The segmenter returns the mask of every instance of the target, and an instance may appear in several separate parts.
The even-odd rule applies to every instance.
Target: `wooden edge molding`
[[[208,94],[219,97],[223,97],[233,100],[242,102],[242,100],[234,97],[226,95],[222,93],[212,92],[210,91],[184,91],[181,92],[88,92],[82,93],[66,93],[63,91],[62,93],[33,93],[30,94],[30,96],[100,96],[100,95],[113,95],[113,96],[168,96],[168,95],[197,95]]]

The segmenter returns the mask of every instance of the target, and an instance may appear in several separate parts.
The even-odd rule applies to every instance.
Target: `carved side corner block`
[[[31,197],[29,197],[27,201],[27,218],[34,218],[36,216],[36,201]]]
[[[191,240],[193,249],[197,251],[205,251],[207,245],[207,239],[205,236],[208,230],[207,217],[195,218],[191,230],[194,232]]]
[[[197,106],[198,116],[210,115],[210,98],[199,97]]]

* * *

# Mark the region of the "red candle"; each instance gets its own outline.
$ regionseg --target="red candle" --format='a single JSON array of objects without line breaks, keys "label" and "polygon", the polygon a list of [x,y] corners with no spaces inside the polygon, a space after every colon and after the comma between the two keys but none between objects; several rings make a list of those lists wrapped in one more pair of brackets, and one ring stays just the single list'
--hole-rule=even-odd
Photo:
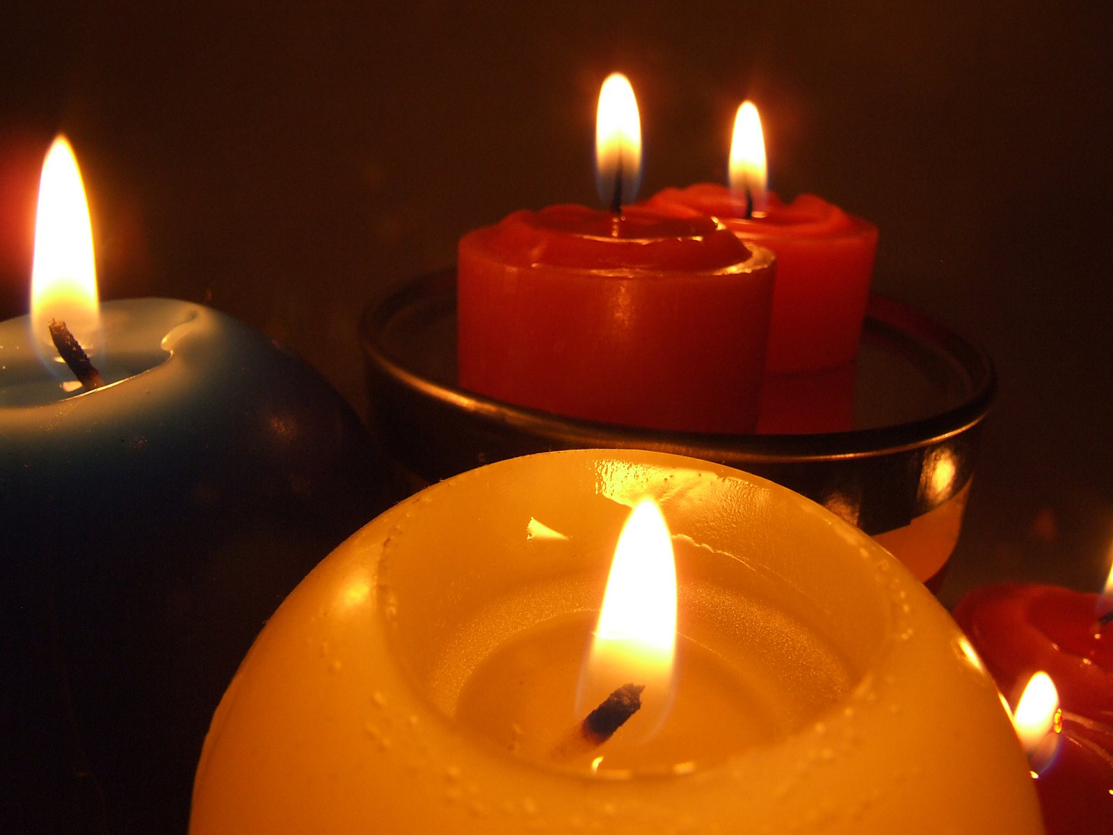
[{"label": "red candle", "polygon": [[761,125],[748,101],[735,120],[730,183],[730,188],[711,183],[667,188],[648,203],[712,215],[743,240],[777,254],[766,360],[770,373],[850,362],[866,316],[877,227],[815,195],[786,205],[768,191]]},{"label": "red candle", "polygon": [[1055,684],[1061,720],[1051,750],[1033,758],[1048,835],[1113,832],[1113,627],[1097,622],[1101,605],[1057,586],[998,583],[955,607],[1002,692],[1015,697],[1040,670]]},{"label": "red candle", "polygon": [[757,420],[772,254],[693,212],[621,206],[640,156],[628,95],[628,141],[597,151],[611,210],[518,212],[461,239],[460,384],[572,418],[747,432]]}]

* * *

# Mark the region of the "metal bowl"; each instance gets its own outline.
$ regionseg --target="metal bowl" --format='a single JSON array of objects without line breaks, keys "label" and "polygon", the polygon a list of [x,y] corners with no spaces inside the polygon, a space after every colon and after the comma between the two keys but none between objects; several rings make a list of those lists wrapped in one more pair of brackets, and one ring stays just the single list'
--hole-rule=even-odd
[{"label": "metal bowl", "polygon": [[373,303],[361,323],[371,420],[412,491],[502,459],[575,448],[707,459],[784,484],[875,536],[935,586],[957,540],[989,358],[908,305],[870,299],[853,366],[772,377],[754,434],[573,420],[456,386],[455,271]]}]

Request
Collect every line of the data above that contains the string "pair".

Task output
$ regionseg --target="red candle" --format='a single JSON array of objects without line breaks, keys "label" and "polygon", the polygon a list of [x,y] corners with no spaces inside the polygon, a space after every colon and after the comma between the two keys but none between objects; several rings make a list of those lists wrapped in one more pair of brackets, and one ring stays just the single list'
$ regionseg --target="metal bowl" --format='a single JSON array of objects without line breaks, keys "label" and "polygon", the polygon a list of [x,y] corners with no spaces inside the polygon, a space after every colon and after the comma between the two keys but none between objects; several rings make a list of those lists wrapped in one more pair of brackets, and one ring stays just the single list'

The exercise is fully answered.